## RECORDS TO PROCESS
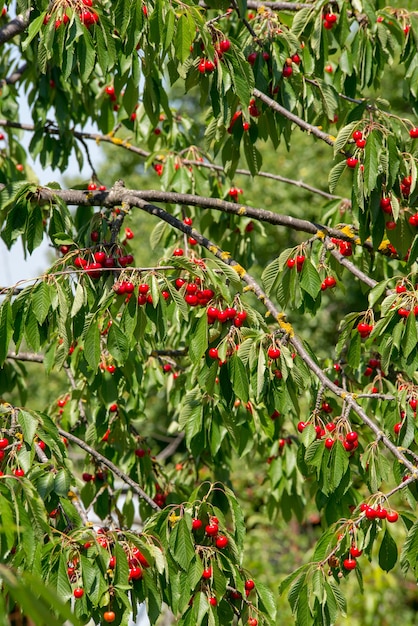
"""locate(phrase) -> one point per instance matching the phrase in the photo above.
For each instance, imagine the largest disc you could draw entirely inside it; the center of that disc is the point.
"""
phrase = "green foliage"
(226, 342)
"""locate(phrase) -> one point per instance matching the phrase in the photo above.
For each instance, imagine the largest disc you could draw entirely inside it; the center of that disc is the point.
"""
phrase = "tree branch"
(115, 470)
(126, 145)
(14, 27)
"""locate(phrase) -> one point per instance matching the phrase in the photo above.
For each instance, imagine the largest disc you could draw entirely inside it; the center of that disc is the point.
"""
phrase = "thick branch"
(309, 128)
(120, 143)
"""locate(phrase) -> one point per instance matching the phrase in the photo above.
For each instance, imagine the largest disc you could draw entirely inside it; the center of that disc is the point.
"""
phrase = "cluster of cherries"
(364, 329)
(329, 20)
(136, 560)
(88, 18)
(211, 532)
(298, 261)
(4, 453)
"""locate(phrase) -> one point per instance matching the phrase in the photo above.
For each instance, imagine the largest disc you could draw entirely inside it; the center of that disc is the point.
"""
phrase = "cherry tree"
(204, 342)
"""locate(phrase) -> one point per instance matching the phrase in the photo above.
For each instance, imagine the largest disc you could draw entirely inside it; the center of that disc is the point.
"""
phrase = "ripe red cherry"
(100, 256)
(386, 205)
(135, 573)
(212, 529)
(222, 542)
(349, 564)
(355, 552)
(273, 353)
(392, 516)
(352, 436)
(224, 45)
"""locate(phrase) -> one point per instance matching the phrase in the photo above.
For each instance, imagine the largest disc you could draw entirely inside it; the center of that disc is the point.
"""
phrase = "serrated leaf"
(92, 350)
(335, 175)
(343, 136)
(388, 552)
(310, 280)
(199, 339)
(6, 329)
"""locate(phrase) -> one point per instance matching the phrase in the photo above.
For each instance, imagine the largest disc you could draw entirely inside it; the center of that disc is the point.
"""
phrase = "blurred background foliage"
(277, 548)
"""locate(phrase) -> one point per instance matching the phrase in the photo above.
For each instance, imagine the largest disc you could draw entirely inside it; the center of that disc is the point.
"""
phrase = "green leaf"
(185, 35)
(239, 378)
(309, 279)
(181, 544)
(6, 329)
(388, 552)
(41, 301)
(117, 343)
(199, 339)
(92, 350)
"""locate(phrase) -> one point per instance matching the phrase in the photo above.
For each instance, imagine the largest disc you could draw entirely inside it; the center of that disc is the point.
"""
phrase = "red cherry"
(392, 516)
(349, 564)
(371, 513)
(273, 353)
(222, 542)
(351, 436)
(212, 529)
(224, 45)
(135, 573)
(100, 257)
(355, 552)
(386, 205)
(330, 17)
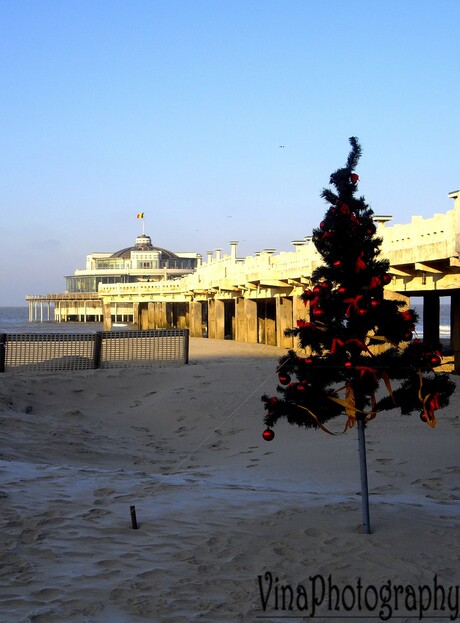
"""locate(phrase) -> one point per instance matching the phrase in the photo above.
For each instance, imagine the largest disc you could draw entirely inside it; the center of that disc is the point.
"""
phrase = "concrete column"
(107, 314)
(136, 315)
(455, 328)
(151, 315)
(250, 312)
(284, 311)
(212, 318)
(196, 319)
(220, 319)
(240, 329)
(431, 319)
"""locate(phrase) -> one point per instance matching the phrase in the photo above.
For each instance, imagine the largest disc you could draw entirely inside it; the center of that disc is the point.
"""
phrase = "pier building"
(254, 299)
(141, 262)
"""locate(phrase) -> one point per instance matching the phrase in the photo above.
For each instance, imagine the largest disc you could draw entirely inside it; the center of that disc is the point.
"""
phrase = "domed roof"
(143, 243)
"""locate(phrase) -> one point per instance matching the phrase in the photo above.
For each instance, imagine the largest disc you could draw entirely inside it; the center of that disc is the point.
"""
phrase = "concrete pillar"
(107, 317)
(455, 328)
(240, 321)
(431, 319)
(151, 315)
(212, 318)
(136, 315)
(250, 312)
(196, 319)
(284, 311)
(143, 316)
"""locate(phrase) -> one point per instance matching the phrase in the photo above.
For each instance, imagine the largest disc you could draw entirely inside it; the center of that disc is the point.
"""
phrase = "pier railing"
(53, 352)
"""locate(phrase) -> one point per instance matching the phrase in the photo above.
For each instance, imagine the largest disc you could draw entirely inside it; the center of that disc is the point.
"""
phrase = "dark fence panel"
(51, 352)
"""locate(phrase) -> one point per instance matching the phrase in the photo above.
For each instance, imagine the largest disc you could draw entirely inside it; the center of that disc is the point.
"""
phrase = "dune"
(230, 527)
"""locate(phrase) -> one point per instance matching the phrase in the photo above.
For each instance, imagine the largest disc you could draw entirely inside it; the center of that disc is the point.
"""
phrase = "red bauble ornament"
(408, 315)
(268, 434)
(284, 379)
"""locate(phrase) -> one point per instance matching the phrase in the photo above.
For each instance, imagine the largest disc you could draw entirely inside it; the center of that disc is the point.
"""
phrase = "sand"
(221, 513)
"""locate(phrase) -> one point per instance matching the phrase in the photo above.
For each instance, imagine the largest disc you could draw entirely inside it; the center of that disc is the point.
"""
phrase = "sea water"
(16, 320)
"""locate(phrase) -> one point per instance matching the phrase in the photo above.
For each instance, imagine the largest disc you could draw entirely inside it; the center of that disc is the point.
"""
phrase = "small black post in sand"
(133, 517)
(363, 472)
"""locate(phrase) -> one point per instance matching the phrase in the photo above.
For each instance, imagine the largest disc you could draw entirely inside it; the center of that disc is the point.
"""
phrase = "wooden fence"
(53, 352)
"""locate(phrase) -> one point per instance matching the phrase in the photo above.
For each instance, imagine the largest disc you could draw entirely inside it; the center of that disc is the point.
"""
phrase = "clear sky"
(178, 108)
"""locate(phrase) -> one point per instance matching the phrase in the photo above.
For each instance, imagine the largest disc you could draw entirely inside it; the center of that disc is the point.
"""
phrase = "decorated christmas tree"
(353, 339)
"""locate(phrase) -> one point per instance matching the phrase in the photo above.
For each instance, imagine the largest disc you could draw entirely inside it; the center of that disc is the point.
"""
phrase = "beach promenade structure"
(254, 299)
(81, 302)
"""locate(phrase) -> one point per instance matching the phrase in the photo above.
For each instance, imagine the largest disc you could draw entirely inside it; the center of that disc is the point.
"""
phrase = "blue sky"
(177, 108)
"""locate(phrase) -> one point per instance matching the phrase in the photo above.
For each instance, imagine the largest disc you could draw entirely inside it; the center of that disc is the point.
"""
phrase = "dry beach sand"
(217, 506)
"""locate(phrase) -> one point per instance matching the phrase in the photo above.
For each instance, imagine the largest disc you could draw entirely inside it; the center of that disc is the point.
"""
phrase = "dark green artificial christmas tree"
(355, 339)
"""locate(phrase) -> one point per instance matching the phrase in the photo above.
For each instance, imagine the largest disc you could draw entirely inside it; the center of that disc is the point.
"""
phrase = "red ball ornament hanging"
(268, 434)
(284, 378)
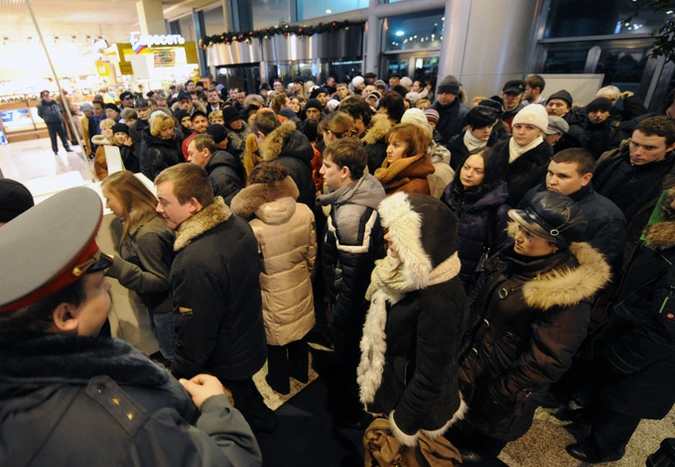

## TASK REQUIREMENTS
Although the records contain pictures, the copy should hold only their text, reproduced exactly.

## RESULT OF THIS TASK
"""locate(phrase) -> one point per instance matching the phrase in the photo above.
For each instance, imagine the largest disc you could draw entirely inside it; the center of that disc is the point.
"""
phrase = "green foliage"
(226, 342)
"""locate(phrase) -> one point per instance matching the phrase in the photo above.
For each instance, imagine the largest disc you could draw entirely inside it; the center of that disc is the point.
"""
phrase = "tree branch"
(115, 470)
(126, 145)
(14, 27)
"""locate(phrase) -> one point per instance matching the phrase in the photo above.
For each instance, imagine the largest disc you could draw entirely inside it; the center of that disc is the point.
"""
phrase = "thick branch"
(309, 128)
(120, 143)
"""locate(phrase) -> one point per instance matching the phrase in the photo above.
For each instance, imagine the largest disc you could draw entirely inside it; the center of that disc is the point.
"""
phrase = "cluster of cherries"
(364, 329)
(329, 20)
(136, 560)
(88, 18)
(211, 532)
(298, 261)
(4, 453)
"""locate(phrase) -> one point per instance matching the phrase in the photo above.
For each instance, imagine the largest disc you could draw entirely inside it; the center of that disc is the point.
"""
phrase = "cherry tree"
(204, 342)
"""locate(phrase) -> one point per instance matching the phrase in the photo above.
For each instance, imagine the largest disc you could draw entirely inside it; the center of that disc is the point.
"""
phrase = "ripe red cherry"
(100, 256)
(386, 205)
(135, 573)
(212, 529)
(222, 542)
(349, 564)
(355, 552)
(273, 353)
(392, 516)
(352, 436)
(224, 45)
"""locate(phrase) -> one point per instance matching the phrase in the photo above.
For each instance, imagine the largest disc you could draw entirely inside it; the center of that disc is the point.
"""
phrase = "serrated leaf"
(92, 350)
(335, 175)
(343, 136)
(388, 552)
(310, 280)
(199, 339)
(6, 329)
"""locate(phrase) -> one point per instance matching the phrase in the photo above.
For each instance, imagine the largest disc you could draw entirely inside it; the center of that disc is the point.
"""
phrase = "blurred background foliage"
(277, 548)
"""locate(phrase) -> one point per instance matching the phrase in the photo above.
For each instance, imagine the largest disc you could draw entirely inside it; the center of that disc is the point.
"""
phrase = "green leaf"
(185, 35)
(239, 378)
(309, 279)
(181, 544)
(6, 329)
(388, 552)
(41, 301)
(117, 343)
(199, 339)
(92, 350)
"""locate(phrase) -> one point per instance matching the phrase in the photo above.
For each instance, imagine the largest disc you could draw entirely inside it; the center of that disc is the point.
"""
phrase = "red cherry"
(392, 516)
(349, 564)
(371, 513)
(273, 353)
(222, 542)
(351, 436)
(212, 529)
(224, 45)
(135, 573)
(100, 257)
(355, 552)
(386, 205)
(330, 17)
"""locate(phrase) -> one point per instance matching the phrase in the photo above.
For each instance, imagine the largest disc you could draw entirely inside it; the center of that disc is the point.
"""
phrase = "concrete column"
(107, 314)
(136, 315)
(455, 328)
(151, 315)
(250, 312)
(284, 311)
(212, 318)
(196, 319)
(220, 319)
(240, 329)
(431, 319)
"""locate(phrase) -> one point per instance matching the phrase in the photo above.
For each instance, imagine the largest disc you could draw entirely inside it; the center of that disc is the point.
"""
phrase = "pier building"
(254, 299)
(141, 262)
"""locate(phrase) -> one point per instance matching the phrase in the photo above.
For each instance, imagine the largest disc you could draw entirely inside it; the center of that disc is the point.
"""
phrase = "domed roof"
(143, 243)
"""locate(phrase) -> one point per instance matching the phrase in the photo above.
For each instance, imagine the largest disc you could draw entirely inside it; the center of that disc is the point.
"""
phrase = "concrete pillar"
(107, 317)
(455, 328)
(240, 321)
(431, 319)
(151, 315)
(212, 318)
(136, 315)
(250, 312)
(196, 319)
(284, 311)
(143, 316)
"""locate(phrase) -> one point per instance matching the phrase in the photo above.
For each instance, imagine the largest disc you could draw entirely inside it; the center of that disc is the point.
"""
phrase = "pier railing"
(53, 352)
"""locate(phrase) -> one point per instance matching the phrase in the photo above.
For each instance, imagine the largest disc you could draw entirely inside it; the center of that disc is the point.
"""
phrase = "dark fence panel"
(51, 352)
"""locate(phrase) -> one point per instance matching the phrase in the photo above.
For each instance, imagine the largest disc you could draw entirely inside it; the center of that disc is the point.
"""
phrase = "dune"
(230, 527)
"""locate(phrase) -> one point per instance matching the phrase in the photo above.
For each instance, imagine the largest disc you could draw entirely inside it; the center of that disc is the point.
"""
phrase = "red bauble ornament"
(408, 315)
(268, 434)
(284, 379)
"""locate(phrase) -> one point per instance matching the phrase in the photo above.
For each instance, imagine the largest disc you could draw entirely inside it; the center of that disc is the point.
"""
phrase = "sand"
(221, 513)
"""locate(phrase) -> one point per instance matching the phrase in the photo above.
For each instance, imagine the largest disc you could draw entirely inside it; the center of that disc is the point.
"""
phrase = "sea water"
(16, 320)
"""locate(phrase) -> one point per instance matching the phrase in the photo above.
For each instance, imagine the largest disc you could draw entirely inside it; the center of that disc is the point.
"""
phrase = "small black post in sand"
(133, 517)
(363, 472)
"""locate(phrase) -> one point per instance matching the phrase in the photo above.
For each instance, imagine the largest disc you could draw entirely inside it; the center of that disc is the point.
"""
phrase = "wooden fence"
(53, 352)
"""locate(phrase) -> one point per instance matching the phrase in the photo above.
For each instance, imagine the largest disc you could draw entirely inside it; the center of that disc is the point.
"""
phrase = "clear sky"
(178, 108)
"""locate(phrase) -> one point per instance matching the phrase in the photo above.
For each instance, imagine the largest disc you could draw entirely inside it; the center of that disc is the point.
"""
phrase = "decorated christmas tree"
(353, 339)
"""locate(phrase) -> one point per instance matching the phrase in the photo above.
For each instance, imagine the largest disc you could draw entirely inside it; the center of that disc is the point.
"""
phrase = "beach promenade structure"
(254, 299)
(81, 302)
"""locate(phrase) -> one point per instance matching the phrase in the photo above.
For each instance, imagine the largest disc you could draw entirely inside it; the center of that disc is the point.
"""
phrase = "blue sky"
(177, 108)
"""locate(phrase) -> one point per instance matching the phrase in the photo above.
For each instance, imagine the largest disc you could draw entirely inside it; the center of that disc is the point.
"""
phrase = "dry beach sand"
(217, 506)
"""locate(phrase) -> one point per instance matching the phrase in the photo above.
For each instance, imagine the largest disc you could draw entirely inside it; the center of that disc is the point.
"""
phrase = "dark green artificial christmas tree"
(355, 339)
"""locate(phrase) -> one point per instance matching the phrase in the photo above.
For each instance, imagine the largest disc you could draw entirely inside it; the center of that disc is the point.
"""
phrase = "red ball ornament hanging"
(268, 434)
(284, 378)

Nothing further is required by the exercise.